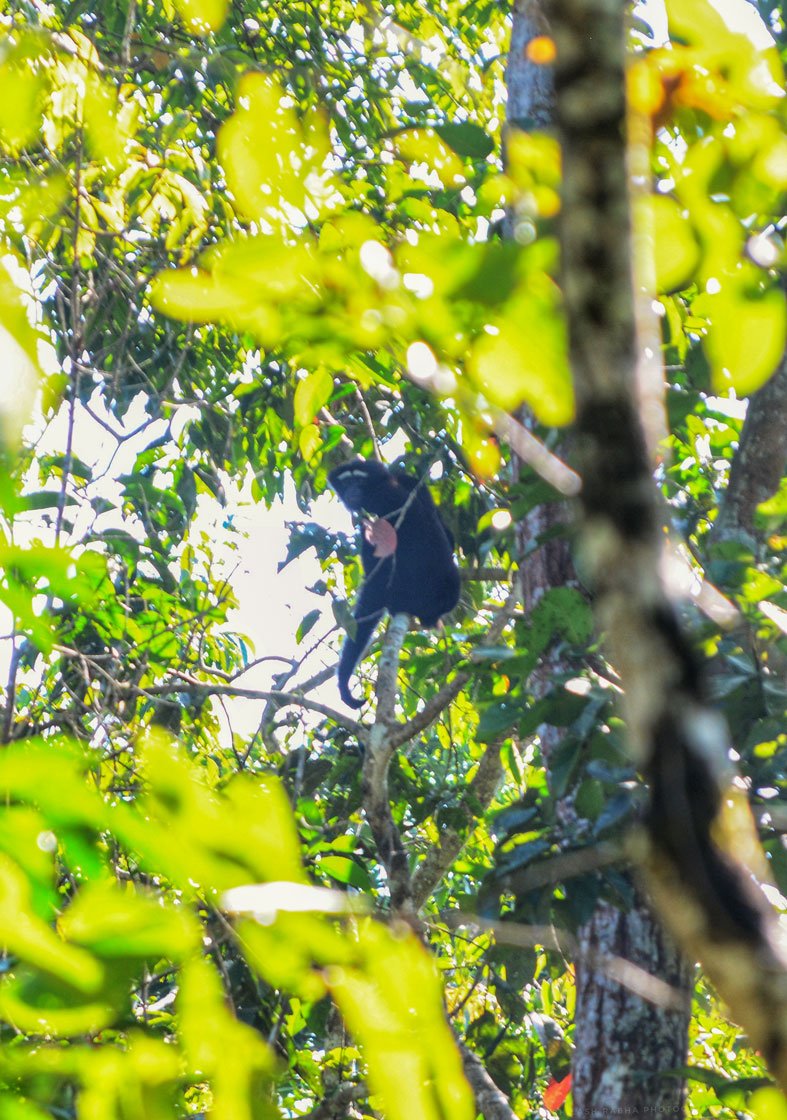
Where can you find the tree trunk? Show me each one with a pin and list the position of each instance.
(622, 1042)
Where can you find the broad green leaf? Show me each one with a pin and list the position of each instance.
(22, 86)
(392, 1001)
(675, 249)
(114, 923)
(203, 16)
(312, 392)
(31, 940)
(270, 161)
(467, 139)
(286, 952)
(309, 441)
(345, 869)
(103, 121)
(308, 624)
(231, 1054)
(746, 336)
(195, 296)
(424, 146)
(525, 361)
(37, 1006)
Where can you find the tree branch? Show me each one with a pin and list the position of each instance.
(708, 896)
(760, 460)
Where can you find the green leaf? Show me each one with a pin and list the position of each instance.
(114, 923)
(311, 394)
(746, 336)
(345, 869)
(467, 139)
(308, 624)
(675, 249)
(392, 1002)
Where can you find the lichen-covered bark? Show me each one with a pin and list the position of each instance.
(713, 906)
(622, 1042)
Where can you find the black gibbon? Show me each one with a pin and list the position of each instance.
(419, 577)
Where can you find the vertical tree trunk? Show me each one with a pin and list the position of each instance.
(622, 1042)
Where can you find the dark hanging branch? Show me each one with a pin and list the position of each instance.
(705, 894)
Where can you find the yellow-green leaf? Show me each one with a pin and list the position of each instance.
(203, 16)
(675, 250)
(311, 394)
(746, 336)
(392, 1001)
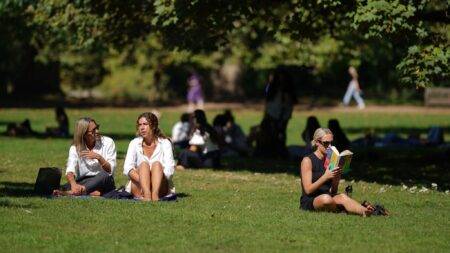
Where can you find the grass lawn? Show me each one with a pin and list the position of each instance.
(249, 205)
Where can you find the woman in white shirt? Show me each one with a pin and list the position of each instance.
(91, 162)
(149, 163)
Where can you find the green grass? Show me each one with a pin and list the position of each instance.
(250, 205)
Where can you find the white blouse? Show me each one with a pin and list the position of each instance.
(163, 153)
(83, 167)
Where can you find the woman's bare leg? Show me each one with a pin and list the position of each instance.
(351, 205)
(324, 202)
(159, 181)
(145, 178)
(136, 190)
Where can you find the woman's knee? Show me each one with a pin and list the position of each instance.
(157, 167)
(324, 201)
(341, 198)
(143, 166)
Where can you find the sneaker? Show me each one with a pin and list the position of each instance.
(169, 197)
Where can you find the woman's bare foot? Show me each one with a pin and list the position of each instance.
(180, 167)
(95, 194)
(61, 193)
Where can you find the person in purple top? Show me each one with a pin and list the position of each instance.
(195, 93)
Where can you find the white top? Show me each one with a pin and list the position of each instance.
(83, 167)
(203, 141)
(180, 131)
(163, 153)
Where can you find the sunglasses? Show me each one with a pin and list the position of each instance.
(324, 143)
(94, 130)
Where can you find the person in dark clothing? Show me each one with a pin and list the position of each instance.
(63, 124)
(320, 185)
(341, 142)
(280, 101)
(312, 123)
(203, 151)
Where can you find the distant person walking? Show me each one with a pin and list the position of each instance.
(195, 93)
(353, 89)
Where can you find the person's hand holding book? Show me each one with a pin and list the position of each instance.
(333, 174)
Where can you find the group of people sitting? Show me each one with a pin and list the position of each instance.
(24, 128)
(149, 164)
(203, 145)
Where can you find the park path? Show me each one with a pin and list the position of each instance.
(369, 108)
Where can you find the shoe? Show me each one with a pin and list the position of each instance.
(169, 197)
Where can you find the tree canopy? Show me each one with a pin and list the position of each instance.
(412, 35)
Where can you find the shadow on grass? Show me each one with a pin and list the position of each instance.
(396, 166)
(15, 189)
(398, 130)
(182, 195)
(6, 203)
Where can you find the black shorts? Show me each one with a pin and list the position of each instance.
(306, 202)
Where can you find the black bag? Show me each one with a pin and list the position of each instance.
(118, 194)
(48, 179)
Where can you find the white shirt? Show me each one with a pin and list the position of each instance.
(180, 131)
(83, 167)
(163, 153)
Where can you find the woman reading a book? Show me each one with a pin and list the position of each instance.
(320, 185)
(149, 163)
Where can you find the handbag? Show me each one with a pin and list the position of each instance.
(48, 179)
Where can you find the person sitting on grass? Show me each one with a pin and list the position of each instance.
(91, 162)
(203, 151)
(320, 185)
(149, 163)
(63, 124)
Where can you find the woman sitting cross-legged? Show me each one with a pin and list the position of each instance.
(320, 185)
(91, 162)
(149, 162)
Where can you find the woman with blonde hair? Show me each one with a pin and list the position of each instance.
(91, 162)
(320, 185)
(149, 163)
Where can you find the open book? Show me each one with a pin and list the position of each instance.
(335, 159)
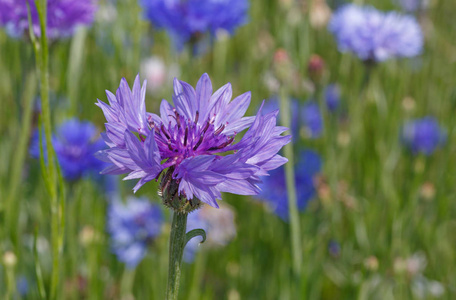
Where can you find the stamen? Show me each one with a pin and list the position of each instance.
(163, 128)
(206, 127)
(230, 140)
(220, 129)
(185, 137)
(199, 142)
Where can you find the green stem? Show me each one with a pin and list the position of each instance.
(19, 156)
(295, 227)
(74, 68)
(176, 249)
(51, 174)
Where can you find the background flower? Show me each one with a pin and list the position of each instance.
(312, 119)
(423, 135)
(375, 36)
(132, 226)
(332, 97)
(62, 16)
(185, 20)
(75, 144)
(274, 189)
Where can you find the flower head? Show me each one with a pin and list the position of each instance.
(62, 16)
(132, 226)
(274, 190)
(423, 135)
(193, 140)
(375, 36)
(75, 145)
(186, 20)
(218, 225)
(412, 5)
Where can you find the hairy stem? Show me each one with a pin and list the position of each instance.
(177, 242)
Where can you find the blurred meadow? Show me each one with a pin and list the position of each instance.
(379, 220)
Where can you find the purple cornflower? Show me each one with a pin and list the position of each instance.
(312, 119)
(218, 225)
(423, 135)
(189, 139)
(62, 16)
(274, 190)
(332, 97)
(75, 145)
(188, 20)
(375, 36)
(132, 226)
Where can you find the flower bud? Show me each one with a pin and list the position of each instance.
(282, 66)
(9, 259)
(316, 68)
(169, 191)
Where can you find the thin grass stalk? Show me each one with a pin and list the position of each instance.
(295, 227)
(51, 173)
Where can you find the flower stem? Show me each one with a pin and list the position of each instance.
(177, 243)
(295, 226)
(51, 173)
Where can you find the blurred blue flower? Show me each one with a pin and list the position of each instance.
(63, 16)
(218, 224)
(332, 97)
(132, 226)
(312, 119)
(412, 5)
(375, 36)
(75, 145)
(188, 20)
(274, 189)
(423, 135)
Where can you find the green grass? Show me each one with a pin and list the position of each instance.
(370, 196)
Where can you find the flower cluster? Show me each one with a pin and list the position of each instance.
(62, 16)
(190, 144)
(375, 36)
(186, 20)
(75, 145)
(132, 226)
(274, 190)
(423, 135)
(218, 225)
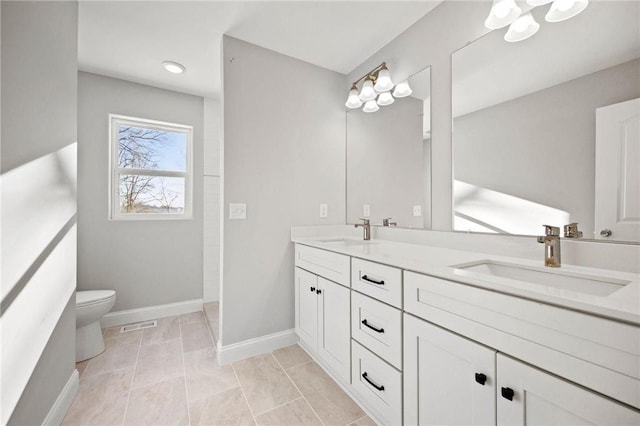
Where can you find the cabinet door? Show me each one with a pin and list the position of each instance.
(449, 380)
(306, 309)
(539, 398)
(334, 327)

────────

Work instructions —
In your copy, leave out the pictures and reproduce the material above exactly.

Result of the exercise —
Where can you find the tree trunk? Show me each one with a pin and list the position of each instance.
(622, 1042)
Where can you find the broad green leaf? Show me each one with a pin and list the position of each instance.
(22, 86)
(392, 1001)
(675, 249)
(114, 923)
(203, 16)
(312, 392)
(31, 940)
(270, 161)
(467, 139)
(286, 952)
(309, 441)
(345, 869)
(103, 121)
(308, 624)
(231, 1054)
(746, 336)
(195, 296)
(424, 146)
(525, 361)
(37, 1006)
Where can you find the tree branch? Show me each one with a pin and list the position of each instance.
(708, 896)
(760, 460)
Where can you find the green leaf? Show me each one with a pin and list the position of each instance.
(114, 923)
(311, 394)
(746, 336)
(345, 869)
(467, 139)
(308, 624)
(675, 249)
(392, 1002)
Where can you find the lichen-covered bark? Show me each one with a pin and list the position of each instance.
(713, 906)
(622, 1042)
Where can you find the black gibbon? Show me each one with a pin and list the position of each instance.
(419, 577)
Where can you find the vertical tree trunk? Show me each one with a pin and list the position of each instance.
(622, 1042)
Where can you find the dark hanging branch? Show me each one with a pin and list the position of each instance.
(705, 894)
Where can you find the yellow-green leaf? Show me each one with a pin and list the position of each instance.
(203, 16)
(675, 250)
(311, 394)
(746, 336)
(392, 1001)
Where can you find the grass lawn? Show me each one with a pin and list the position of each instance.
(249, 205)
Where can you find the woman in white shirt? Show me each one with a pin and list the position of each instance.
(91, 162)
(149, 163)
Where can you find the green grass? Show me each one with a pin and list the position of each instance.
(250, 205)
Where can you find the white blouse? Show me each one with a pin and list the position of each instance.
(163, 153)
(83, 167)
Where can you find the woman's bare leg? Show me each one with a pin and list the position of each instance.
(351, 205)
(324, 202)
(159, 181)
(145, 178)
(136, 190)
Where can you find the woman's knee? Show me each one with a pin and list the position of each instance.
(157, 167)
(324, 201)
(341, 198)
(143, 166)
Where can you find the sneaker? Show me each one with a pin and list the position of each instance.
(169, 197)
Where can you find the woman's bare foot? Show me each one with a pin and list the position of each instance.
(180, 167)
(95, 194)
(61, 193)
Where can you find the person in purple top? Show me each one with a pin and list the position of each instance.
(195, 93)
Where can you find the white top? Show me each one with a pin and list the position of each instance.
(83, 167)
(203, 141)
(180, 131)
(163, 153)
Where can you find the sunglasses? Show me each one with a pin and list the position of each instance.
(324, 143)
(94, 130)
Where can you find the person in dark clothing? Show me each one with a pin and list the position of each instance.
(63, 124)
(320, 185)
(341, 142)
(280, 101)
(312, 123)
(203, 151)
Where can you find the distant person walking? Show me each one with a pin and list the position of each instance.
(195, 93)
(353, 89)
Where can you find the person's hand holding book? Show me each one with a pin and list the position of each instance.
(333, 174)
Where can you find the group of people sitting? Show me each one with a pin and list the position of each instance.
(24, 128)
(149, 164)
(203, 145)
Where can you find the park path? Show me each one with a pin and list the position of each instance.
(369, 108)
Where can you find the shoe? Show me each one with a pin and list the position of each instance.
(169, 197)
Where can you find the tree canopy? Show me each one with a pin and list the position of each instance.
(412, 35)
Where can you find the shadow on grass? Show me each one with a pin and list the position of each instance.
(396, 166)
(15, 189)
(398, 130)
(182, 195)
(6, 203)
Where can you find the black shorts? Show me each one with a pin and list the position of each instance.
(306, 202)
Where can you find the black bag? Show me each one with a pin and list the position of each instance.
(118, 194)
(48, 179)
Where can you find the white shirt? Show me each one with a pin and list the position of each instance.
(180, 131)
(83, 167)
(163, 153)
Where can you find the woman reading a book? Show me each one with a pin and list the position of each instance.
(320, 185)
(149, 163)
Where can you find the handbag? Show me each one with a pin and list the position of each instance.
(48, 179)
Where can you find the person sitting on grass? Show me each one with a pin and list the position of each instance.
(91, 162)
(203, 151)
(320, 185)
(149, 163)
(63, 124)
Where can you find the woman sitting cross-legged? Show me each one with a pin and list the position of each instance.
(320, 185)
(91, 162)
(149, 162)
Where can you find the woman with blonde hair? Show me each one with a pin and list the position of each instance.
(91, 162)
(320, 185)
(149, 163)
Where can you find the open book? Show me each one with a pin and list the position of each instance.
(335, 159)
Where can you find the stamen? Show me each one with a pin and list the position of each instance.
(163, 128)
(206, 127)
(230, 140)
(220, 129)
(185, 137)
(199, 142)
Where can you find the green stem? Show me each one with a pin and list the position of each instance.
(19, 156)
(295, 227)
(74, 68)
(176, 249)
(51, 174)
Where can you find the background flower? Show me each one with a pin and list the position of each instance.
(312, 119)
(423, 135)
(375, 36)
(132, 226)
(332, 97)
(62, 16)
(185, 20)
(75, 144)
(274, 189)
Where can you find the flower head? Show me each one with a pin and list the position of each instance.
(62, 16)
(132, 226)
(274, 190)
(423, 135)
(193, 140)
(375, 36)
(75, 145)
(186, 20)
(218, 225)
(412, 5)
Where can you find the hairy stem? Show me each one with a pin and list the position of each instance.
(177, 242)
Where can you find the blurred meadow? Show me each one with a pin and list the position of each instance.
(379, 220)
Where can you find the purple cornflower? Show me each one with a pin and list the position of each instance.
(312, 119)
(218, 225)
(423, 135)
(189, 139)
(62, 16)
(274, 190)
(332, 97)
(75, 145)
(188, 20)
(375, 36)
(132, 226)
Where can you find the flower bud? Show me each one with a pin and list the position of each instance.
(282, 66)
(9, 259)
(316, 68)
(169, 191)
Where can you find the thin grass stalk? Show me each one with a pin and list the position of each instance.
(295, 227)
(51, 173)
Where can you find the flower stem? Show me each one with a pin and list the position of each instance.
(177, 243)
(295, 226)
(51, 173)
Where can you find the blurred blue flower? Show me each one with a pin and list the position of each instance.
(63, 16)
(218, 224)
(332, 97)
(132, 226)
(312, 119)
(412, 5)
(375, 36)
(75, 145)
(188, 20)
(274, 189)
(423, 135)
Where can you find the green grass? Show me each one with a pin and list the position of each instance.
(370, 196)
Where can you find the flower cluster? Show me each one with a pin and list the position of each instance.
(62, 16)
(190, 144)
(375, 36)
(186, 20)
(75, 145)
(132, 226)
(274, 190)
(423, 135)
(218, 225)
Where can you find the cabinet door? Show me each one with a pin and list the position of each instance.
(449, 380)
(306, 309)
(539, 398)
(334, 327)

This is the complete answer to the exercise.